== Your task ==
Set down every record below exactly as it stands, minus the pictures.

== Records supplied ==
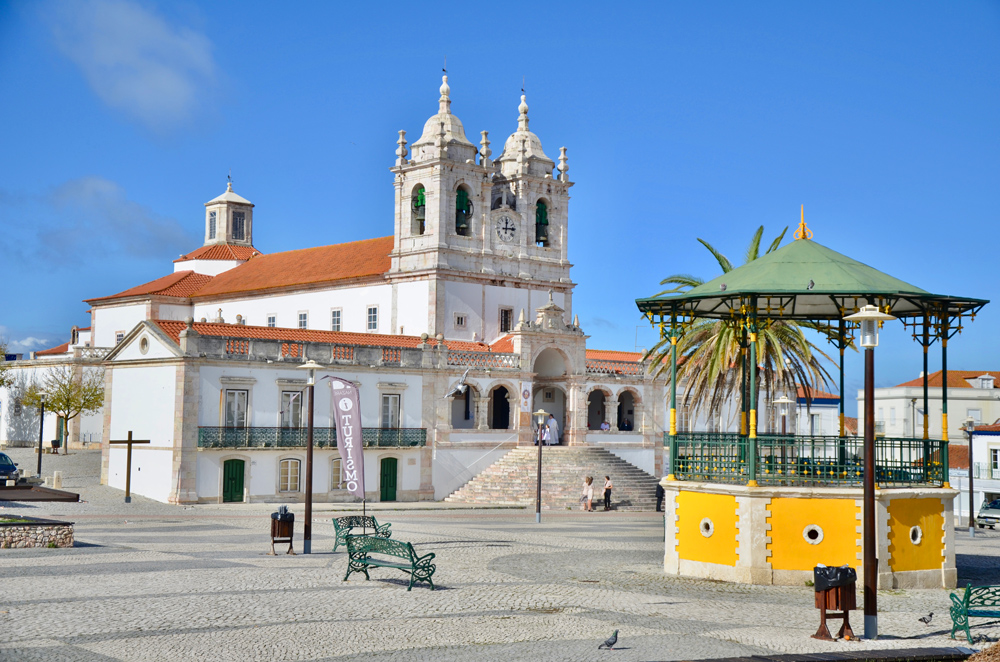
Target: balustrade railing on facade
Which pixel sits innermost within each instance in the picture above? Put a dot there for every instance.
(265, 437)
(805, 459)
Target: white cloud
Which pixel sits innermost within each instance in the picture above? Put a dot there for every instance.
(95, 214)
(134, 60)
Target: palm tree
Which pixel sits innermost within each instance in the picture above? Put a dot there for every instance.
(711, 352)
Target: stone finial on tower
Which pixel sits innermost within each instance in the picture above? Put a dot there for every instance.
(401, 151)
(445, 100)
(484, 150)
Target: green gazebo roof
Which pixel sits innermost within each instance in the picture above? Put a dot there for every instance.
(805, 280)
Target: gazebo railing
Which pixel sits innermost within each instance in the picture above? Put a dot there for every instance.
(805, 459)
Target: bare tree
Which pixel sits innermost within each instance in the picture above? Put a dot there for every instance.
(68, 393)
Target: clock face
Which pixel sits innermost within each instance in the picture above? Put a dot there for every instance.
(506, 228)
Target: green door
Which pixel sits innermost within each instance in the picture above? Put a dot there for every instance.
(232, 481)
(387, 482)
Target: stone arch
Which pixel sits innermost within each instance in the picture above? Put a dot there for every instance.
(628, 408)
(418, 209)
(500, 409)
(550, 362)
(463, 408)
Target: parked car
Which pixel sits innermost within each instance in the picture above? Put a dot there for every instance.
(8, 469)
(989, 515)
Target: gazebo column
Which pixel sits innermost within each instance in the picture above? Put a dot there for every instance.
(752, 437)
(927, 342)
(944, 380)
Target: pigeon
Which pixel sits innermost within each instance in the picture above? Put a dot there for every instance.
(610, 642)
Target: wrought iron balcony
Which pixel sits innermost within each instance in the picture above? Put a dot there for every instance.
(805, 459)
(262, 437)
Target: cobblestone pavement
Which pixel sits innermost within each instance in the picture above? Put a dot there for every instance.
(148, 581)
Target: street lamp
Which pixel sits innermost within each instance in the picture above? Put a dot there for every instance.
(871, 319)
(970, 429)
(41, 428)
(783, 402)
(540, 416)
(311, 366)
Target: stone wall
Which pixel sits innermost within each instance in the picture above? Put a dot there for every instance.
(35, 533)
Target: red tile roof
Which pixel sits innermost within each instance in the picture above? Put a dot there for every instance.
(505, 345)
(307, 266)
(221, 252)
(817, 394)
(956, 378)
(610, 355)
(173, 328)
(180, 284)
(58, 349)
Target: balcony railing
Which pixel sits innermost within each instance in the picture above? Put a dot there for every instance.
(805, 460)
(258, 437)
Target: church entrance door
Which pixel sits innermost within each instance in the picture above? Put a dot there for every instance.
(387, 479)
(232, 481)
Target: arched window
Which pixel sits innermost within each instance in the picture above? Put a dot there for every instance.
(418, 206)
(463, 212)
(542, 223)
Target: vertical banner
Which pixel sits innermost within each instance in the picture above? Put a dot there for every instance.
(346, 410)
(526, 397)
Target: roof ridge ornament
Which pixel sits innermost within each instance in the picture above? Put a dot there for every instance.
(803, 232)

== Result of the task ==
Target: balustrade railing on facade
Which pixel sits innermost within each instance in the picture above? Put a dot there for every instance.
(265, 437)
(805, 459)
Target: white cloud
Which pixel sits innermost within each instance in the picture above? Put a dot there for every instance.
(95, 214)
(134, 60)
Target: palm tree
Which pixel sits innermost within each instance in the picture above? Put a dot there for every instance.
(711, 352)
Target: stone finial on tower
Which pixel sits innermost within each instance in the picture above? Put a dot there for every instance.
(401, 151)
(445, 100)
(484, 150)
Target: green gazebo roof
Which pixel sits innermost within each instance in the picture above? Put a dot there for every instance.
(805, 280)
Target: gazebo railing
Which pixel sits innermost within each instance in the picture above? Put a dot there for every instance.
(805, 459)
Target: bare tree
Which pixel sits innermost within each instance in the picture above? Put a dot there for every instance.
(68, 393)
Target: clock face
Which pixel sits innermost within each instance in the picture above? Put a dot there for every instance.
(506, 228)
Target: green door
Which pixel sits innermost within each instance in the picture above? Put a dot there for every instance.
(232, 481)
(387, 482)
Target: stone arch
Which pixel sits innermost within each instance in the picture above? Put a dot there for every instance.
(628, 408)
(418, 209)
(500, 409)
(550, 362)
(463, 408)
Target: parked car
Which pixel sits innermost within each instance in the picture above? Put a dot there for every instance.
(8, 469)
(989, 515)
Target: gazebo column
Which pixel sits innermost within each instance in the picture above? Put a dot there for every instance.
(752, 437)
(927, 342)
(944, 380)
Target: pigeon
Which pixel sits innermost within each instance in the picture above? Put a dot there for every instance.
(610, 642)
Target: wrought iron balcony
Which pixel sits innermost within each instance in the picture above? Put a dot there for every instance.
(805, 459)
(262, 437)
Target: cobblestone pavement
Which pixel sits innermost within each instance in the picture above? Put a dot there for every instance.
(148, 581)
Target: street lamp
Which pixel sits innermost within each instance in the picture above? Put a dot there for every instance.
(871, 319)
(970, 429)
(41, 428)
(783, 402)
(540, 416)
(311, 366)
Target: stone wall
Which pixel sits innermost within each instance in the picture above? Put a dot there for every instance.
(35, 533)
Target: red tile roof
Which pixel sits innermost within each instance in the picture above? Put a dot there for every instance.
(505, 345)
(307, 266)
(221, 252)
(817, 394)
(956, 378)
(610, 355)
(173, 328)
(180, 284)
(58, 349)
Target: balcony railing
Which pixel sits innermost within each instance in the picture above? Put a dot there for every instance.
(805, 460)
(258, 437)
Target: church entrance door
Which pixel sits innermost within each instance in the picture above? Put a dot there for every instance.
(387, 479)
(232, 481)
Target: arched window
Which pixel sits innermost within each instance in the picture above? Put a dot there for every instance.
(418, 206)
(463, 212)
(542, 223)
Target: vertical banner
Which pixel sits innermost within each instance in the picture above? Put a dot there for every instance.
(346, 410)
(526, 397)
Target: roof ridge ornament
Which pixel sits innermost within each instance in the picture above? Put a dot there for every instance.
(803, 232)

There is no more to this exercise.